▶ [Qué harás]
a) Indica si cada afirmación concuerda con el texto sobre el festival Mama: (i) Mama nació hace seis años como homenaje a Marisa Sánchez; (ii) Carme Ruscalleda aceptó el premio a la mejor chef femenina del mundo; (iii) Vicky Sevilla fue invitada como parte de la región protagonista, Valencia. Responde sí o no y cita literalmente las palabras decisivas del texto.
b) Por favor, duplica sin cambios el fragmento del texto sobre el festival Mama que va desde "De poco sirve" hasta "abrir las puertas.", ambos incluidos.

──────── Texto para analizar ────────

Mama nació hace seis años como homenaje a Marisa Sánchez, la matriarca de los Paniego, y tras la pandemia ha vuelto con más fuerza, más libre, más cercano. Un congreso que rompe la cuarta pared y sale del recinto de ponencias, con una escala manejable, un ambiente festivo. Y, lo más importante (y algo que en otros encuentros parece imposible), pone de manifiesto que sacar una foto donde las mujeres cocineras estén representadas en gran número es posible. Y necesario. Que no es que no haya, sino que hay que hacer el esfuerzo de encontrarlas. Y tener interés en invitarlas.
Ese gesto es más que simbólico. Vicky Sevilla, invitada como parte de la región protagonista —Valencia—, dijo en su breve discurso de inauguración que “este festival debería replicarse en toda España”. Ella misma buscó referentes femeninos para formarse, cocineras como Susi Díaz y Begoña Rodrigo, que han sabido compaginar la vida familiar con una carrera exigente. Verlas arriba animó a que otras siguieran su camino. Esa es la importancia de las fotos, de los modelos visibles. Este festival cumple un papel importante al incluir de manera natural a un gran número de mujeres que se alternaban en el escenario con otros cocineros.
Pone de manifiesto que sacar una foto donde las mujeres cocineras estén representadas en gran número es posible. Y necesario.
La propia Begoña Rodrigo admitía que durante un tiempo no acudía a congresos en los que no hubiese más mujeres. Este compromiso, lejos de ayudar, supuso para ella una barrera y, sin querer, contribuía a que la foto siguiese siendo pura testosterona. Carme Ruscalleda, otra de las grandes cocineras que ha dado este país, rechazó hace no mucho el premio a la “mejor chef femenina del mundo” que le había concedido la guía 50 Best Restaurants porque entendía que la división de géneros en la gastronomía no tenía sentido. Y parece que para el festival de Ezcaray tampoco lo tiene.
Como tampoco lo tiene la división de alta y baja cultura para las cosas del comer. Quizás porque en Echaurren conviven un gastronómico con un restaurante a la carta, se abrió un espacio para hablar de las cocineras invisibles, las que se quedan tras las puertas del comedor, fuera de las guías.
De poco sirve organizar congresos y encuentros en recintos cerrados a los que solo acudimos los profesionales. Mama ha entendido muy bien la necesidad de abrir las puertas.
El hecho de que se invitase a quienes subían al escenario a reinterpretar recetas que hacían sus madres sirvió para reivindicar el papel de la cocina más importante que existe: la del día a día, que hacen —casi siempre— las mujeres dentro del hogar. Se dio pie, también, a desmitificar que todas ellas, madres y abuelas, cocinaban bien. Porque si nunca lo has hecho bien, tener descendencia no te va a cambiar. Y no pasa nada. La vida sigue y puede que tu prole acabe por convertirse en una figura respetada de la cocina.

──────── Extracto de datos ────────

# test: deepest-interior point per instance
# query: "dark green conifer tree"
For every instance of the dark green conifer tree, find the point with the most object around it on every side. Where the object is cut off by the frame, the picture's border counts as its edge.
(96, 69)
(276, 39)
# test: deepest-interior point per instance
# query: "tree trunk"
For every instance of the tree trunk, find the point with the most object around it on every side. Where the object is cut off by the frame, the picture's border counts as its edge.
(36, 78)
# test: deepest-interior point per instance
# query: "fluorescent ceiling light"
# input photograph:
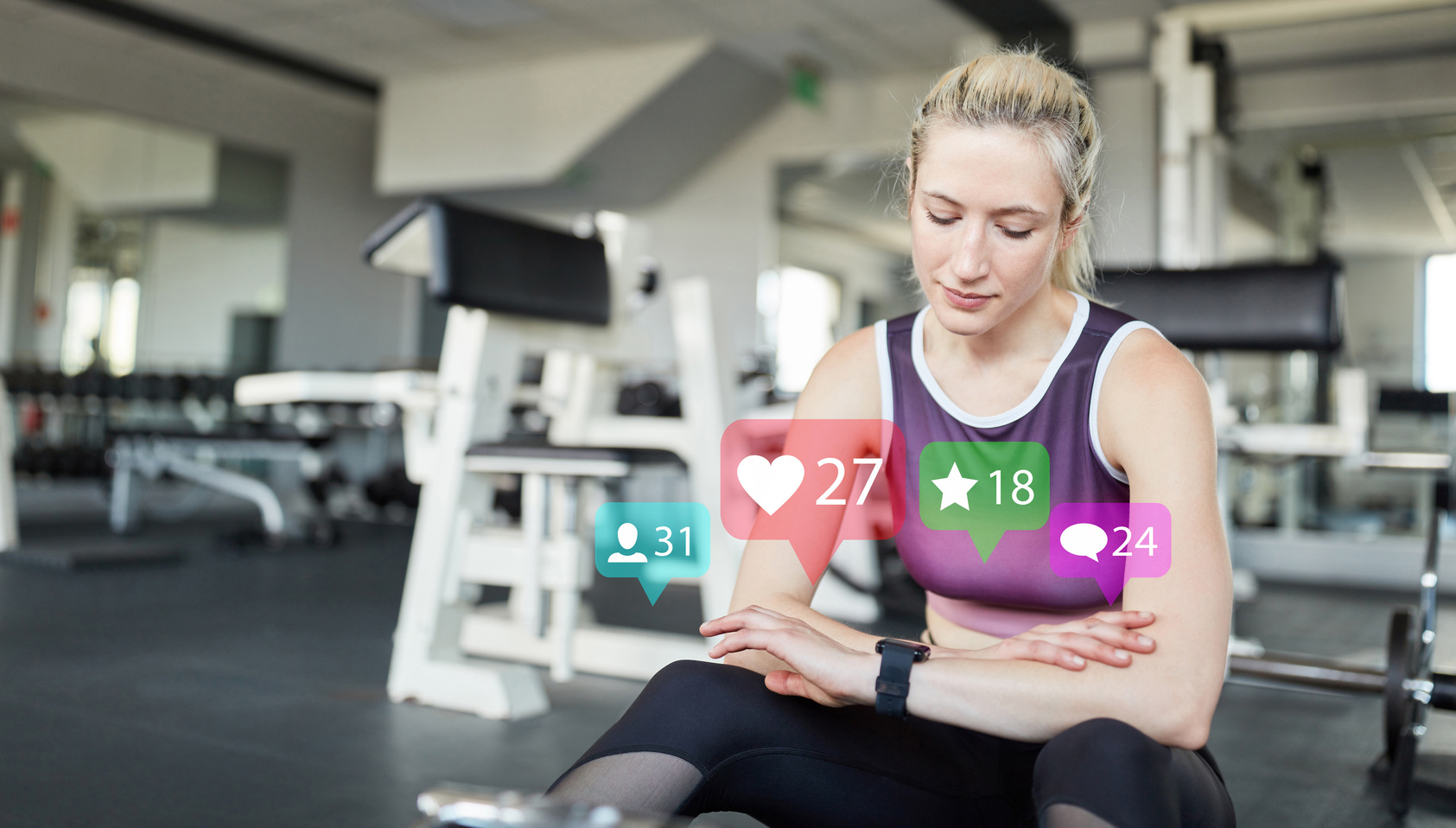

────────

▶ [Resultados esperados]
a)
(i) Sí: «Mama nació hace seis años como homenaje a Marisa Sánchez».
(ii) No: «rechazó hace no mucho el premio a la “mejor chef femenina del mundo”».
(iii) Sí: «invitada como parte de la región protagonista —Valencia—».

b)
De poco sirve organizar congresos y encuentros en recintos cerrados a los que solo acudimos los profesionales. Mama ha entendido muy bien la necesidad de abrir las puertas.